__PROBLEMS TO SOLVE__.
[1] Answer these from the Vx thread below, one line each:
(a) What must be increased as the angle of climb is increased?
(b) In the manuals Keith Williams examined, in what forms were these speeds stated?
(c) Close to the stall, which curve is described as very steep?
[2] From the Vx thread below, repeat word for word the stretch from "As the angle" through "angle of climb.".
[3] Decide whether each statement agrees with the Vx thread below. Answer yes or no and quote the words that settle it.
(a) Keith Williams has taken part in testing prototype aircraft.
(b) The thrust produced from a prop is maximum at low speeds.
(c) Best angle of climb at the stall is likely to be the best achievable overall.

Based on the fact that the thrust produced from a prop is maximum at low speeds, AFAIK the speed Vx is set at the lowest possible 'safe speed' to take advantage of this maximum excess.

So I was wondering how the speed for Vx is actually set in the flight manual?

Is it simply determined through flight testing?

Is there any requirement that it maintain a certain buffer above the power on/off stall speed?

Would it be true to say that the best AoC could be achieved right on the stall speed or would the maximum excess more likely be found at a speed just a bit below minimum drag (where drag has increased only slightly but the thrust has increased further at the lower airspeed)?

Cheers :ok:

As the angle of climb is increased the component of weight opposing the direction of flight increases. As a result thrust must be increased.

This is quite simple but clearly shows that there is a direct relationship between thrust and the angle of climb.

The more thrust you have in reserve (excess thrust), the steeper you can make the angle.

--------

Great explanations Keith. I've got a question(s) you might be able to answer re: the actual speed for Vx -

Based on the fact that the thrust produced from a prop is maximum at low speeds, AFAIK the speed Vx is set at the lowest possible 'safe speed' to take advantage of this maximum excess.

So I was wondering how the speed for Vx is actually set in the flight manual?

Is it simply determined through flight testing?

Is there any requirement that it maintain a certain buffer above the power on/off stall speed?

Would it be true to say that the best AoC could be achieved right on the stall speed or would the maximum excess more likely be found at a speed just a bit below minimum drag (where drag has increased only slightly but the thrust has increased further at the lower airspeed)?

Cheers :ok:

Keith.Williams.

2nd Nov 2004, 19:57

ROB

I have never been involved in the testing of prototype aircraft nor in the writing of flight manuals, so I cannot say with any certainty how it is done. But almost everything in aerodynamics is a matter of making a prediction then proving (or disproving) it by test flying.

In the manuals that I have examined these speeds have been stated as single valuse, or in tables to allow for things like varying altitude and temperature.

Best angle of climb at the stall is unlikely to be the best achievable overall. You are correct in saying that both thrust and drag are increasing as we decelerate close to the stall. But if you look at a typical pair of curves, the thrust curve is comparatively shallow in that area, while the drag is curve is very steep.

I have never been involved in the testing of prototype aircraft nor in the writing of flight manuals, so I cannot say with any certainty how it is done. But almost everything in aerodynamics is a matter of making a prediction then proving (or disproving) it by test flying.

In the manuals that I have examined these speeds have been stated as single valuse, or in tables to allow for things like varying altitude and temperature.

Best angle of climb at the stall is unlikely to be the best achievable overall. You are correct in saying that both thrust and drag are increasing as we decelerate close to the stall. But if you look at a typical pair of curves, the thrust curve is comparatively shallow in that area, while the drag is curve is very steep.

ROB-x38

2nd Nov 2004, 22:09

OK thanks Keith.

So most likely it's a compromise somewhere on the back of the drag curve which is then confirmed in flght testing.

So most likely it's a compromise somewhere on the back of the drag curve which is then confirmed in flght testing.

__MATERIAL__.

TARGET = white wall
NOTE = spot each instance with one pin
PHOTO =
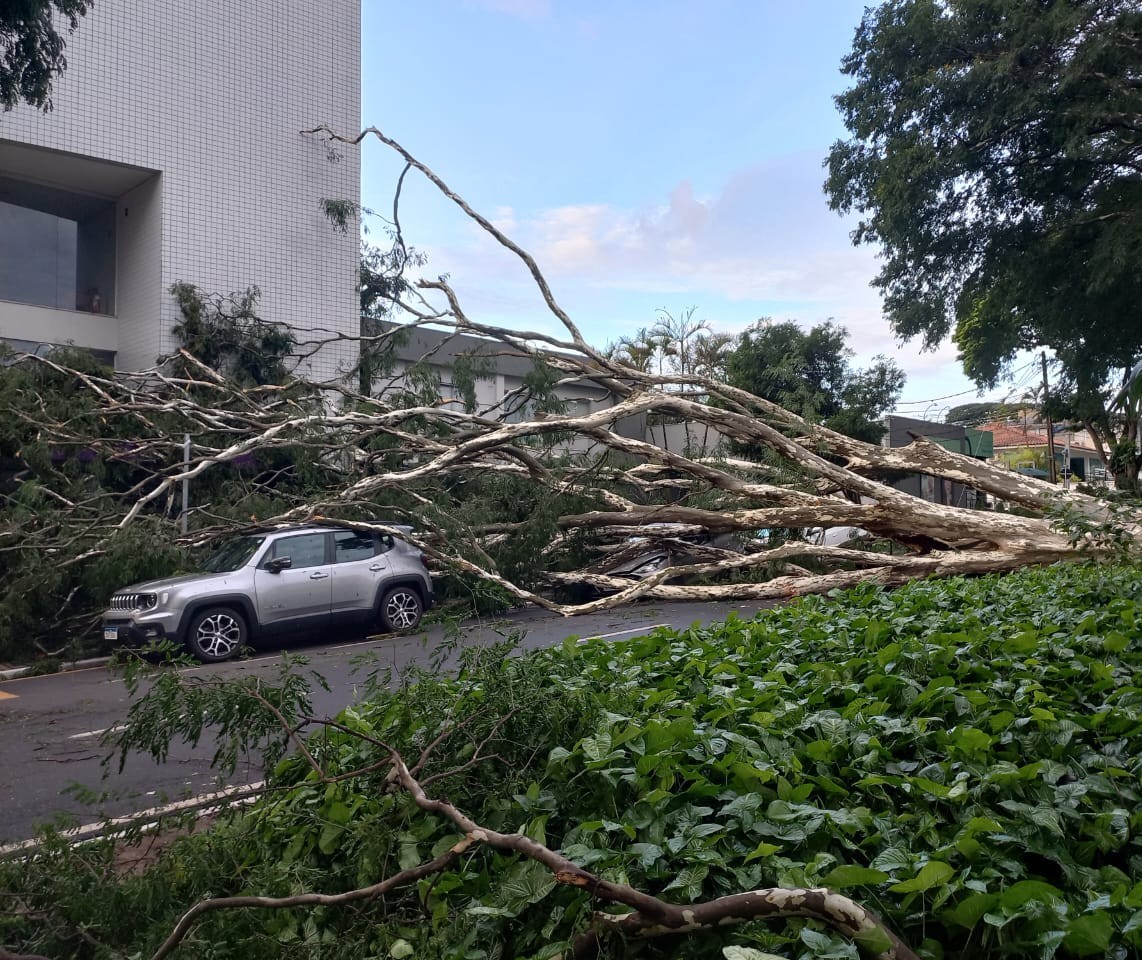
(212, 96)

__TASK RESPONSES__.
[1]
(a) Thrust.
(b) As single values, or in tables to allow for things like varying altitude and temperature.
(c) The drag curve.

[2]
As the angle of climb is increased the component of weight opposing the direction of flight increases. As a result thrust must be increased.

This is quite simple but clearly shows that there is a direct relationship between thrust and the angle of climb.

[3]
(a) No: "I have never been involved in the testing of prototype aircraft nor in the writing of flight manuals"
(b) Yes: "the thrust produced from a prop is maximum at low speeds"
(c) No: "Best angle of climb at the stall is unlikely to be the best achievable overall."